[RECORDS TO USE — start]

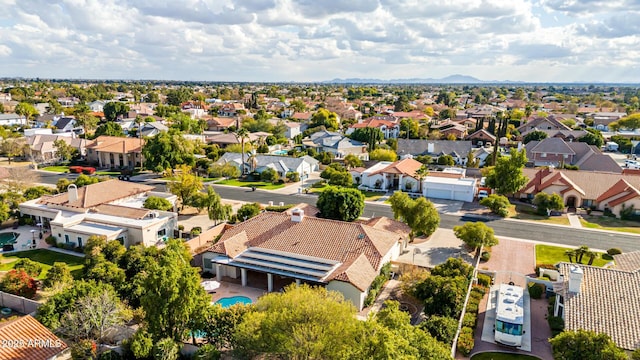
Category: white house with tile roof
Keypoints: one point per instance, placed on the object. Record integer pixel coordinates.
(343, 256)
(111, 208)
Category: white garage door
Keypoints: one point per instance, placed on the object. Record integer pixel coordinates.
(439, 193)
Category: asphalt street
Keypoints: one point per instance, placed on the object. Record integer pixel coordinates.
(562, 235)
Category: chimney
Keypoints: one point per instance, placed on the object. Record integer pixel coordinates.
(575, 279)
(73, 193)
(297, 215)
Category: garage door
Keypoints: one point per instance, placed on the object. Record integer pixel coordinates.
(439, 193)
(462, 196)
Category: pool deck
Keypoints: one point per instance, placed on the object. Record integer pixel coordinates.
(228, 289)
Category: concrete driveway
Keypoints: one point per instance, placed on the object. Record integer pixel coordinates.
(440, 246)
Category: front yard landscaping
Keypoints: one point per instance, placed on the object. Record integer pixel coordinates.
(546, 254)
(46, 258)
(528, 212)
(609, 223)
(258, 184)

[RECORDS TO USE — finish]

## [PROMPT]
All of the records must come back exactly as they stand, minus every picture.

## [WRITTEN RESPONSE]
Category: white house with tile roof
Keypoints: one point per instance, placed on the object. Record integer pixel coordinates.
(343, 256)
(111, 208)
Category: white garage door
Keypoints: one point per instance, placed on the object. Record integer pixel coordinates.
(439, 193)
Category: asphalt street
Keypoints: one point per instance, placed on the object. Record integer pixel coordinates.
(562, 235)
Category: chimney
Keypoints: one point per instance, placed on the object. Record integer pixel coordinates.
(575, 279)
(73, 193)
(297, 215)
Category: garage door
Keypoints: one point per instance, placed on the object. Record integer pixel coordinates.
(439, 193)
(462, 196)
Category: pool deck
Keypoints: one point per instance, placed on the object. Record integer pixel coordinates.
(228, 289)
Category: concrete driveway
Keypoints: one point per instance, placed on the object. Record integer pixel coordinates.
(440, 246)
Category: front yard landscaping
Keypoints: one point per instance, placed on the object. Record integer pixel coordinates.
(546, 254)
(46, 258)
(528, 212)
(609, 223)
(258, 184)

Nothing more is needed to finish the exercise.